— START Document excerpt —

The looming food crisis

The era of "agrofuels" has arrived, and the scale of the changes it is already forcing on farming and markets around the world is immense. In Nebraska alone, an extra million acres of maize have been planted this year, and the state boasts it will produce 1bn gallons of ethanol. Across the US, 20% of the whole maize crop went to ethanol last year. How much is that? Just 2% of US automobile use

But the surge in demand for agrofuels such as ethanol is hitting the poor and the environment the hardest. The UN World Food Programme, which feeds about 90m people mostly with US maize, reckons that 850m people around the world are already undernourished. There will soon be more because the price of food aid has increased 20% in just a year. Meanwhile, Indian food prices have risen 11% in a year, the price of the staple tortilla quadrupled in Mexico in February and crowds of 75,000 people came on to the streets in protest. South Africa has seen food-price rises of nearly 17%, and China was forced to halt all new planting of corn for ethanol after staple foods such as pork soared by 42% last year.

— END Document excerpt —
— START Data —

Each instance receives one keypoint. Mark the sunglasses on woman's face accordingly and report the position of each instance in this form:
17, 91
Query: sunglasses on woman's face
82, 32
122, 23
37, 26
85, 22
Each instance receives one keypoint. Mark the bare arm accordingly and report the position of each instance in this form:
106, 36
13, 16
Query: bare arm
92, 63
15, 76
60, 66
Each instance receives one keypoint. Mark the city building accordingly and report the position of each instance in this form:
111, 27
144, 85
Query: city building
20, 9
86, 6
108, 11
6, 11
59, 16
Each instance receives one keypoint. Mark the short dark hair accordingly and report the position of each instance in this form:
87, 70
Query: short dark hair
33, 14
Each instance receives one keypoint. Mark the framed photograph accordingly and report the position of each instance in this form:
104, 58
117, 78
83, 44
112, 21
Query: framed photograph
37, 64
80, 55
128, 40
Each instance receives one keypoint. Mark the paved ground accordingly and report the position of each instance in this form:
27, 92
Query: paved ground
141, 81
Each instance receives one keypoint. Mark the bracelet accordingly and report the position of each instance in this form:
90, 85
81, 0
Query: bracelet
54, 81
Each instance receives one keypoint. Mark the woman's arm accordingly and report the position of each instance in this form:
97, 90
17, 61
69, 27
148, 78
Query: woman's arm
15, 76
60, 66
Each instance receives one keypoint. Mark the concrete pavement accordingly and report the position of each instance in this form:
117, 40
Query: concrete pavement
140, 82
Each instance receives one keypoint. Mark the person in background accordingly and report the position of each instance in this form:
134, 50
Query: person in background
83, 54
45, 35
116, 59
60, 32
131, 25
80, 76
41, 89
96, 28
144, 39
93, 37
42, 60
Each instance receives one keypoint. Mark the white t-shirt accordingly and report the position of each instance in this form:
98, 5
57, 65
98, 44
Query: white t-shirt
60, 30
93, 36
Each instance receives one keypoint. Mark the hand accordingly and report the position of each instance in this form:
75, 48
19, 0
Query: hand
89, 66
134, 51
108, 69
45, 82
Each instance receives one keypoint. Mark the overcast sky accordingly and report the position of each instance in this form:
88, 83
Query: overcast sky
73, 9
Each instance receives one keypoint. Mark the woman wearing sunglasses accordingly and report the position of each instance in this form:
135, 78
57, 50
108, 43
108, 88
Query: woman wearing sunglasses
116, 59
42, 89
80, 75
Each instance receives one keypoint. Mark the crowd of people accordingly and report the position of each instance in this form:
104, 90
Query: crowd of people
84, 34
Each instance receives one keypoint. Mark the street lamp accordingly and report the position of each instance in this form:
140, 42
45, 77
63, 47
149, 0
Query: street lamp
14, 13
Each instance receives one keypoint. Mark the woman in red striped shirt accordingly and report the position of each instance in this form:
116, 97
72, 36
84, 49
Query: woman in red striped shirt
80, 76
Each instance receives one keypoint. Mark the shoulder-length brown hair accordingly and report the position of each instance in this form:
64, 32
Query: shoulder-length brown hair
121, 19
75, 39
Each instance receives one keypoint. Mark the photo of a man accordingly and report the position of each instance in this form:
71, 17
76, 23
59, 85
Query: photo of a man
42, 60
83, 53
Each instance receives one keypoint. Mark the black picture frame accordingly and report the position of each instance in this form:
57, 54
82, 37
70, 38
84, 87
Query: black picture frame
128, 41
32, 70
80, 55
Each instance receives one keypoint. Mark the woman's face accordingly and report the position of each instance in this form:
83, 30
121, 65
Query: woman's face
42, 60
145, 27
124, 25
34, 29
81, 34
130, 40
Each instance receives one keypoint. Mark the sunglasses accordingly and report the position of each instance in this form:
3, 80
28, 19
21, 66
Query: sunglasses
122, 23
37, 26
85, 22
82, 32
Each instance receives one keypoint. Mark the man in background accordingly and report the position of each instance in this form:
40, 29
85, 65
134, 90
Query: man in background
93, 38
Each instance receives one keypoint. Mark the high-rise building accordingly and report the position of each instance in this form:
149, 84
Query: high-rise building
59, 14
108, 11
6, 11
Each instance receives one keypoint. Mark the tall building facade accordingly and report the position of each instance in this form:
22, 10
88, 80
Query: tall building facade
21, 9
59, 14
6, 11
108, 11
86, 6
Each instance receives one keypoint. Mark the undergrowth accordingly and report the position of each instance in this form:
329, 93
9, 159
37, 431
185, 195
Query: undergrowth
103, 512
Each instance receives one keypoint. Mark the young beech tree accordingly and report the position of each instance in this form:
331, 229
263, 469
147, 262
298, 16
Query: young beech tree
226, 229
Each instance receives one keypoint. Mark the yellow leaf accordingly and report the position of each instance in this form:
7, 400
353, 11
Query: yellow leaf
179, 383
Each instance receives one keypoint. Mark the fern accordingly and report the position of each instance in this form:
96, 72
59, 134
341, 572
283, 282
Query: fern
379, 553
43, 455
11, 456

— END Data —

Carry on the food-crisis text from the point where it stops.

# Result of the task:
A "perfect storm" of ecological and social factors appears to be gathering force, threatening vast numbers of people with food shortages and price rises. Even as the world's big farmers are pulling out of producing food for people and animals, the global population is rising by 87 million people a year; developing countries such as China and India are switching to meat-based diets that need more land; and climate change is starting to hit food producers hard. Recent reports in the journals Science and Nature suggest that one-third of ocean fisheries are in collapse, two-thirds will be in collapse by 2025, and all major ocean fisheries may be virtually gone by 2048. "Global grain supplies will drop to their lowest levels on record this year. Outside of wartime, they have not been this low in a century, perhaps longer," says the US Department of Agriculture.

The Intergovernmental Panel on Climate Change predicts that rain-dependent agriculture could be cut in half by 2020 as a result of climate change. "Anything even close to a 50% reduction in yields would obviously pose huge problems," said Sheeran.

Back on the great plains, meanwhile, ethanol fever is running high. This time last year, there were fewer than 100 ethanol plants in the whole United States, with a combined production capacity of 5bn gallons. There are now at least 50 more new plants being built and over 300 more are planned. If even half of them are finished, they will help to rewrite the politics of global food.

There's more in the article, and it's all just as depressing.

But hey, if it results in the USA buying just one less barrel of oil from a Middle Eastern sheik then it's all worth it. Right? Right???

!Estamos tan jodidos!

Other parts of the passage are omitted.